Each line of the listing needs to be given again exactly.

GIVEN RECORDS: Begin

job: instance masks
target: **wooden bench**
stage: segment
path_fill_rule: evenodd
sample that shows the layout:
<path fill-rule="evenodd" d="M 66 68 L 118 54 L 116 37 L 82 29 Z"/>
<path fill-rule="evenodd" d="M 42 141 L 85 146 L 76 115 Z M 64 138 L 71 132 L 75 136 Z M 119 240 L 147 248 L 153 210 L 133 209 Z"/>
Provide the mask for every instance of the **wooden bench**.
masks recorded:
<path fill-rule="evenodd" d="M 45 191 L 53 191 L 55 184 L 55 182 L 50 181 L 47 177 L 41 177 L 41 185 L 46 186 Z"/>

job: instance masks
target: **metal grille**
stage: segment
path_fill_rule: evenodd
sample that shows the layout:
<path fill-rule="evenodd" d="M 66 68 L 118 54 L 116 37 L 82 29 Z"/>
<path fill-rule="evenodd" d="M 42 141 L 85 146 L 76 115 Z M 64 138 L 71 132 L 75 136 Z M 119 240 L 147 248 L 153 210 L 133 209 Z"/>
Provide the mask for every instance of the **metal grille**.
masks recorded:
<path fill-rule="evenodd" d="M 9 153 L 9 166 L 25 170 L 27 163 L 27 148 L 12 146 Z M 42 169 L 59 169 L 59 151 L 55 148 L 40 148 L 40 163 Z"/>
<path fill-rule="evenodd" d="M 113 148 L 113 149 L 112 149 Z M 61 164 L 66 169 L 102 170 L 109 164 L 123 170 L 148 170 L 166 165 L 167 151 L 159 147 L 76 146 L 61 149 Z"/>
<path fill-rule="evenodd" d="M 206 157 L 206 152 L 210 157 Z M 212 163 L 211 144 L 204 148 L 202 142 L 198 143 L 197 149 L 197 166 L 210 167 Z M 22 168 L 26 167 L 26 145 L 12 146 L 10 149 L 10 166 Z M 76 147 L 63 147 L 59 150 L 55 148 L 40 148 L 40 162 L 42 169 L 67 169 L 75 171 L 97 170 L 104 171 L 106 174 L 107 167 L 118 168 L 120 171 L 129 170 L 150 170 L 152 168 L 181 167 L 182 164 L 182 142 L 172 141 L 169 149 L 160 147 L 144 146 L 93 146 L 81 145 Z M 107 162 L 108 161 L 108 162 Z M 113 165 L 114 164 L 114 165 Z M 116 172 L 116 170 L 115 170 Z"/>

GIVEN RECORDS: End

RESPONSE BELOW
job: instance masks
target: **wooden bench**
stage: segment
path_fill_rule: evenodd
sample that shows the layout:
<path fill-rule="evenodd" d="M 66 68 L 118 54 L 116 37 L 82 29 Z"/>
<path fill-rule="evenodd" d="M 42 141 L 85 146 L 76 115 Z M 64 138 L 71 132 L 75 136 Z M 119 240 L 147 248 L 153 210 L 133 209 Z"/>
Provide the mask for every instance of the **wooden bench**.
masks recorded:
<path fill-rule="evenodd" d="M 45 191 L 53 191 L 55 184 L 55 182 L 50 181 L 47 177 L 41 177 L 41 185 L 46 186 Z"/>

job: instance masks
target: **metal grille**
stage: segment
path_fill_rule: evenodd
sample that shows the layout:
<path fill-rule="evenodd" d="M 66 68 L 118 54 L 116 37 L 82 29 Z"/>
<path fill-rule="evenodd" d="M 42 141 L 85 146 L 76 115 Z M 64 138 L 71 132 L 75 136 Z M 119 240 L 147 248 L 153 210 L 133 209 Z"/>
Provide the mask for every instance of the **metal grille**.
masks recorded:
<path fill-rule="evenodd" d="M 9 153 L 9 166 L 25 170 L 27 163 L 27 148 L 12 146 Z M 42 169 L 59 169 L 59 151 L 55 148 L 40 148 L 40 163 Z"/>
<path fill-rule="evenodd" d="M 113 148 L 113 149 L 112 149 Z M 61 164 L 66 169 L 102 170 L 109 164 L 123 170 L 148 170 L 166 165 L 167 151 L 159 147 L 76 146 L 61 149 Z"/>
<path fill-rule="evenodd" d="M 206 157 L 206 152 L 210 157 Z M 212 163 L 211 144 L 204 148 L 202 142 L 198 143 L 197 149 L 197 166 L 210 167 Z M 22 168 L 26 167 L 26 145 L 12 146 L 10 149 L 10 166 Z M 76 147 L 63 147 L 59 150 L 55 148 L 40 148 L 40 162 L 42 169 L 67 169 L 75 171 L 97 170 L 104 171 L 106 174 L 107 167 L 118 168 L 120 171 L 129 170 L 150 170 L 152 168 L 181 167 L 182 164 L 182 142 L 172 141 L 169 149 L 160 147 L 144 146 L 93 146 L 81 145 Z M 107 162 L 108 161 L 108 162 Z M 113 165 L 114 164 L 114 165 Z M 116 172 L 116 170 L 115 170 Z"/>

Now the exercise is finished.